SHORT EXERCISE
Without skipping anything, write out each record below exactly.

** Start of STORED RECORDS **

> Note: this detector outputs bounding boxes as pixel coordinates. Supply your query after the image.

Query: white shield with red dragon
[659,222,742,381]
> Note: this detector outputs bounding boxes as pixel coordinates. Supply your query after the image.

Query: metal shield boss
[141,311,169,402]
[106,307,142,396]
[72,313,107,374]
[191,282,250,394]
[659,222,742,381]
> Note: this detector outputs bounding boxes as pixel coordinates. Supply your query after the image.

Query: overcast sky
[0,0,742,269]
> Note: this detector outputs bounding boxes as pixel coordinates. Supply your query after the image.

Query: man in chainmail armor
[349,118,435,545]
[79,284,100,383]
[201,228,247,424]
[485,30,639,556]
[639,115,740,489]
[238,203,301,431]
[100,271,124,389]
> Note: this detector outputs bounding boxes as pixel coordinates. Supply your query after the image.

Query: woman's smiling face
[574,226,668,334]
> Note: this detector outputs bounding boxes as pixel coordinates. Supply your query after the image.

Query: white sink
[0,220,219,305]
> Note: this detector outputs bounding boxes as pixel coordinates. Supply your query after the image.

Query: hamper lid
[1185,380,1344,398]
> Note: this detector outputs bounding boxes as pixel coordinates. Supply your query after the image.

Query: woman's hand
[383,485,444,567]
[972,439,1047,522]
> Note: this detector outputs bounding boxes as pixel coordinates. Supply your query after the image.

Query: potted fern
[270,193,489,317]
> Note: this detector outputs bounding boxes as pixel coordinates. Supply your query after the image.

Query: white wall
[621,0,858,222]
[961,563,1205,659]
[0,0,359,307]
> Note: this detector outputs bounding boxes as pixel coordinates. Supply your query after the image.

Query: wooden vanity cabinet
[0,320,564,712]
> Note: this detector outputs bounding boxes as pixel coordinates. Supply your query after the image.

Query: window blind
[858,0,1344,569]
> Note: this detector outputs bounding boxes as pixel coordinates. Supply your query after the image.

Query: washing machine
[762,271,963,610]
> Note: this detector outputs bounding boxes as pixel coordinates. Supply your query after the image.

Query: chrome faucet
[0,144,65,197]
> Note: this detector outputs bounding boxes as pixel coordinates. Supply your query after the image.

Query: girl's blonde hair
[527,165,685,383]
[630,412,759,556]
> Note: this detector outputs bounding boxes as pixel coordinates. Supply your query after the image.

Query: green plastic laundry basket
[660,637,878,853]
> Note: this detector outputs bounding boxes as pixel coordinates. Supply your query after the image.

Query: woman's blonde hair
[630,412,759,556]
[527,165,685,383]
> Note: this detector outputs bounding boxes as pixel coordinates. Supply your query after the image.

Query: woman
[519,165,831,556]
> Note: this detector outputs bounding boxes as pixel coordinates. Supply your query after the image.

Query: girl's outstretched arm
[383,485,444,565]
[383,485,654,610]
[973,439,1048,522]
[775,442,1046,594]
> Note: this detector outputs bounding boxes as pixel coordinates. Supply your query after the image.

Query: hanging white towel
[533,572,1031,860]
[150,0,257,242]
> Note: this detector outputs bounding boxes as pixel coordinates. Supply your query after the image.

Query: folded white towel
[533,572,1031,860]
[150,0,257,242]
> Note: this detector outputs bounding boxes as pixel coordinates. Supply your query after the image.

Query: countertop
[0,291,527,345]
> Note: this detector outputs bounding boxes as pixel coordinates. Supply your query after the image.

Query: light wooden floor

** End of STORED RECORDS **

WRITTEN SOLUTION
> Note: this detector outputs bounding boxes as pixel coordinates. Supply your query after the image.

Query: white shield with red dragon
[659,222,742,381]
> Note: this detector outputs bounding boxes as pixel coordinates. Supply your query after the image.

Query: metal shield boss
[141,311,169,402]
[106,307,142,396]
[72,313,107,374]
[191,282,250,394]
[659,222,742,381]
> Note: this detector outputs bounding boxes as pixel coordinates. Supply your query after the image.

Query: overcast sky
[0,0,742,269]
> Note: this detector outputs bounding boxes as pixel coordinates. Supply your query after the image.

Query: man in chainmail armor
[349,118,435,545]
[79,284,100,383]
[201,228,247,424]
[485,30,639,556]
[639,115,740,489]
[238,203,301,431]
[100,271,124,389]
> Note: this detector outputs bounding boxes as pixel coordinates. Supply your query after the image.

Query: woman's smiling face
[574,226,668,334]
> Note: this detector outputs bounding boxes as pixel coordinates. Supply your query after the image.

Query: white sink
[0,220,219,305]
> Note: this detector outputs bounding boxes as pixel coordinates. Supply your query after the image.

Query: hamper lid
[1185,380,1344,398]
> Note: this detector outputs bounding boxes as pixel coordinates. Supply your query after the image.

Query: woman's hand
[383,485,444,567]
[972,439,1047,522]
> Note: this detector outputs bounding boxes as pixel coordinates. Supply your query after the image.

Query: potted fern
[270,193,489,317]
> Note: this detector outputs bounding boxes as pixel coordinates. Supply your query after the image.

Query: white wall
[621,0,858,222]
[961,563,1205,659]
[0,0,359,307]
> Note: this detector outputs bounding boxes as pixel coordinates. Supply your query after the image.

Query: wooden vanity cabinet
[0,320,564,712]
> Note: this detector outputs bounding boxes as pixel coordinates. Supply your query after the image.

Query: window blind
[858,0,1344,569]
> Note: this detector outputs bounding boxes as pixel coordinates. Supply your query after the image.

Query: washing machine
[762,271,963,610]
> Note: this detector outputs bounding boxes as pixel coordinates. Supply your query after the image.

Query: chrome faucet
[0,144,65,197]
> Note: this detector outputs bounding boxes as pixel coordinates. Supply your query after the image.

Query: girl's blonde hair
[527,165,685,383]
[630,412,759,556]
> Note: this detector outputs bounding boxes as pixel coordinates. Supply your query after the image.

Query: green plastic laundry basket
[660,637,878,853]
> Note: this detector outputs bounding boxes as pixel coordinates. Supply your query after the image.

Query: woman's blonde hair
[630,412,759,556]
[527,165,685,383]
> Note: this detector outputs bounding boxes as pixel coordinates. Supply your query after the image.

Query: woman
[519,165,831,556]
> Note: this detector outputs bounding boxes as pixel coordinates. Supply your query after the image.

Query: girl's outstretched arm
[383,485,444,565]
[383,485,654,610]
[973,439,1048,522]
[775,442,1046,594]
> Note: this detector outputs bounding boxes as pixel coordinates. Supply your query after the image.

Query: hanging white towel
[533,572,1031,860]
[150,0,257,242]
> Note: this detector outputs bounding boxes as pixel coordinates. Supply your query after the image.

Query: folded white towel
[533,572,1031,860]
[150,0,257,242]
> Note: this detector outputs bounding boxes as pixel coordinates. Supply your query after the image.

Query: countertop
[0,291,527,345]
> Note: this detector outputs bounding boxes as pixel coordinates. Supply your query after the image.

Query: light wooden floor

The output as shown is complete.